-- Exercise details --
Present every line of the entries below as a numbered list, skipping blank lines. Leave the pictures out of your answer.

*** Records supplied ***

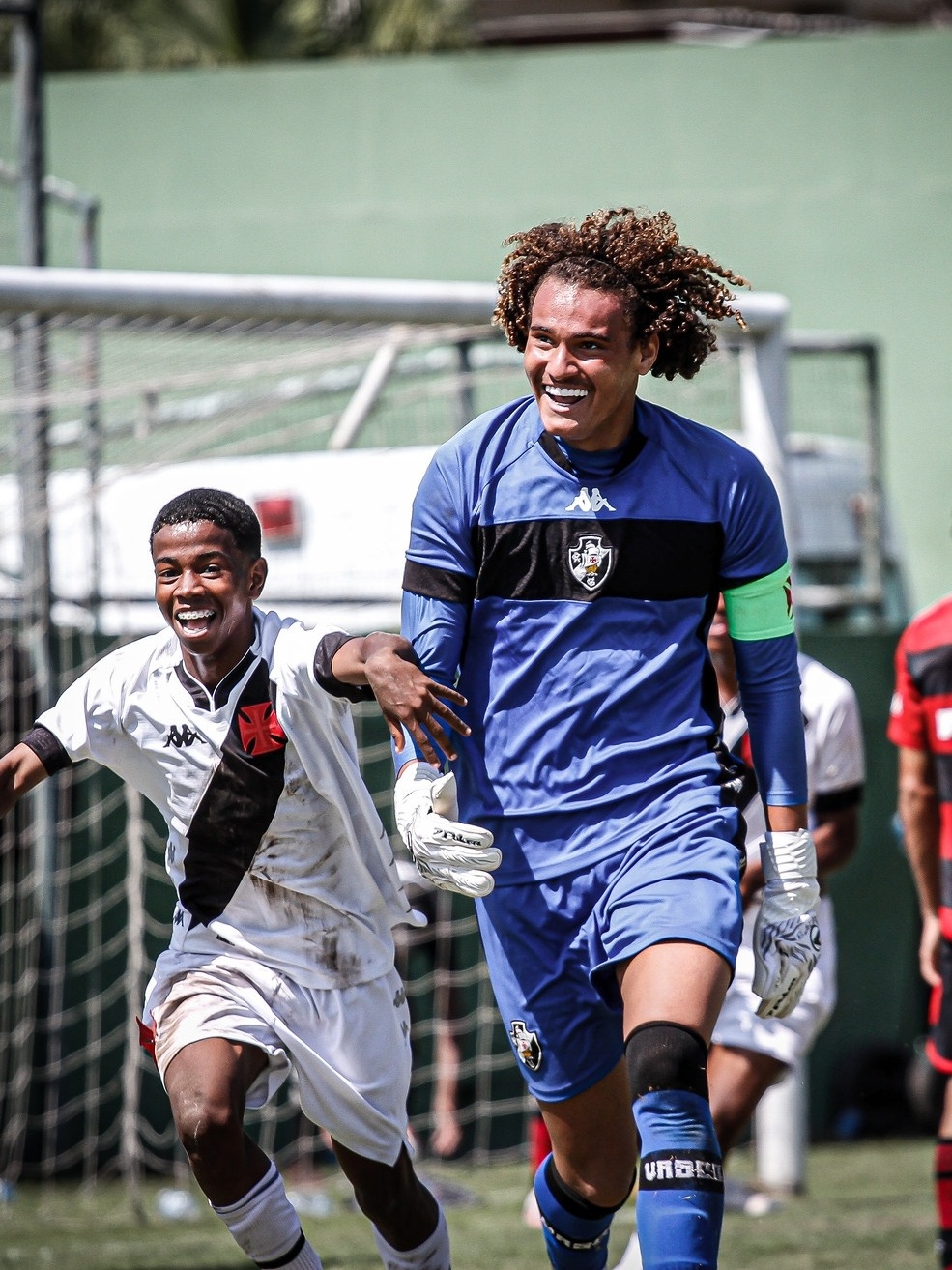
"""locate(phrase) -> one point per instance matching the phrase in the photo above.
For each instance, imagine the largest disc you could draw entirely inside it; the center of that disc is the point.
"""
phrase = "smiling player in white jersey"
(236, 725)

***

-- Answer --
1. """locate(phrase) -> one point per instance matching the phrase in the photo above.
2. For each instance, imagine the largest disc you could draw entirely inside it; the center of that disc is the point.
3. """
4. phrase = "smiling player in white jersey"
5. (236, 725)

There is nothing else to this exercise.